→ Document passage:
━━━
It’s time to take a moment and reflect on this complex Israeli consensus, and to calibrate diplomacy accordingly.
In a formal speech and candid radio interview for which he was savaged by the extreme Left, Herzog stated the obvious: A two-state solution is “not realistic” in the current reality between Israel and the Palestinians.
Absent the ability “to do it now,” Herzog pledged to continue to “yearn” for a two-state solution, but honestly admitted that a Labor government wouldn’t be birthing a Palestinian state any faster than a Netanyahu government.
In the meantime, Herzog’s plan for the West Bank involves increased security measures for Israeli cities and settlements (fences), souped-up separation from the Palestinians (more fences), and confidence- building measures all around (more economic assistance to the Palestinians; more focused/restrained Israeli settlement policy; and a crackdown on terrorist teachers, preachers and practitioners).
Sound familiar? Essentially this is a gloss on Netanyahu’s approach. The most that Herzog can say to distinguish himself from Netanyahu is to argue that he would be “more serious” in implementing the tough security and moderate settlement policies that both leaders have talked about.
Herzog angrily denies that he is backing “conflict management,” because that is a loaded term associated with the right wing. But essentially Herzog is indeed talking about managing the conflict for the long-term, while “hankering” for better days and especially for wiser Palestinian leaders.
Like Netanyahu, Herzog believes the Israel Defense Forces must remain in the West Bank and especially in the Jordan Valley where it must secure Israel’s eastern frontier.
And like Netanyahu and Yesh Atid leader Yair Lapid, Herzog seeks a regional security conference with Arab nations that share Israel’s concerns, to discuss new paradigms for peace diplomacy that go beyond the narrow, struggling two-state construct.
━━━
→ Provided material:
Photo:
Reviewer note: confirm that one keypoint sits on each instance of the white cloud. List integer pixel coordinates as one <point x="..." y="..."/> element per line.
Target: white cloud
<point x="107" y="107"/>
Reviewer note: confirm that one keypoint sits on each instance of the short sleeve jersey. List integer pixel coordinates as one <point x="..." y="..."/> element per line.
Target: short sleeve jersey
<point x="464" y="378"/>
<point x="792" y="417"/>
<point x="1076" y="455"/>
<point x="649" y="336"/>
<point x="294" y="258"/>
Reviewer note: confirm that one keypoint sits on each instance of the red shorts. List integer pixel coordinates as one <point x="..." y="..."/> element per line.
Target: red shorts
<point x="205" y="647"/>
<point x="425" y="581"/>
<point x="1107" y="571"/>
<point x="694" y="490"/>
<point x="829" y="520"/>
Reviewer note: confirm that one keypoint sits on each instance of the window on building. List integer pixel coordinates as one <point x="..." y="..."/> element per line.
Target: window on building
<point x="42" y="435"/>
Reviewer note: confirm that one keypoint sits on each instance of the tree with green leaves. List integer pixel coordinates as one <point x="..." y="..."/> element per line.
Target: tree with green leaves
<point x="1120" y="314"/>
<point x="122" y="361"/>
━━━
→ Short exercise 1:
Answer these questions using the passage on Herzog's West Bank policy:
(a) What phrase did Herzog use for a two-state solution in the current reality between Israel and the Palestinians?
(b) In which area does Herzog believe the Israel Defense Forces must especially remain?
(c) Besides Netanyahu, which party leader is named as also seeking a regional security conference with Arab nations?
→ Short exercise 2: Extend the passage on Herzog's West Bank policy, beginning right after its final sentence.

→ Exercise response 1:
(a) He called it "not realistic."
(b) The Jordan Valley.
(c) Yair Lapid, leader of Yesh Atid.

→ Exercise response 2:
(See Maj.-Gen. (res.) Giora Eiland’s creative proposals for four-way land swaps and shared sovereignty arrangements with Egypt and Jordan, published by the Begin-Sadat Center for Strategic Studies; or the sober proposals of Prof. Shlomo Avineri for “halfway” measures, published in Foreign Affairs; or the modest proposals of former peace negotiator Tal Becker for “tangible” progress, published by the Washington Institute for Near East Policy.) In short, a fully demilitarized and truly democratic Palestinian state (in the West Bank, if not also in Gaza, and allied with or subsumed by Jordan) that lives peacefully next to Israel with both Jews and Arabs free to live unmolested on either side of the border – may be an ideal solution to the conflict.
But until a sea change in the Palestinian political culture happens to make that an actual possibility rather than merely a fantasy, no rational Israeli government is about to consider significant withdrawal from Judea and Samaria. That’s an Israeli consensus; rare, but real and valuable.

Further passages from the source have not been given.